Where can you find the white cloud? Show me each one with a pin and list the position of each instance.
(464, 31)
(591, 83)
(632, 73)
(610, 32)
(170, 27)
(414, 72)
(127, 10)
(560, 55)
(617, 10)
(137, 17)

━━━━

▶ PROBLEM TO SOLVE
Reproduce all of the data above, request wording included, with every coordinate in the answers scaled by 1.9 and rounded to the nearest whole number, halves rounding up.

▶ FULL ANSWER
Where can you find the white cloud? Show me each one with a pin and list the position of each instance.
(882, 59)
(1123, 158)
(1201, 139)
(1159, 61)
(323, 51)
(787, 137)
(241, 19)
(1064, 105)
(1172, 19)
(260, 32)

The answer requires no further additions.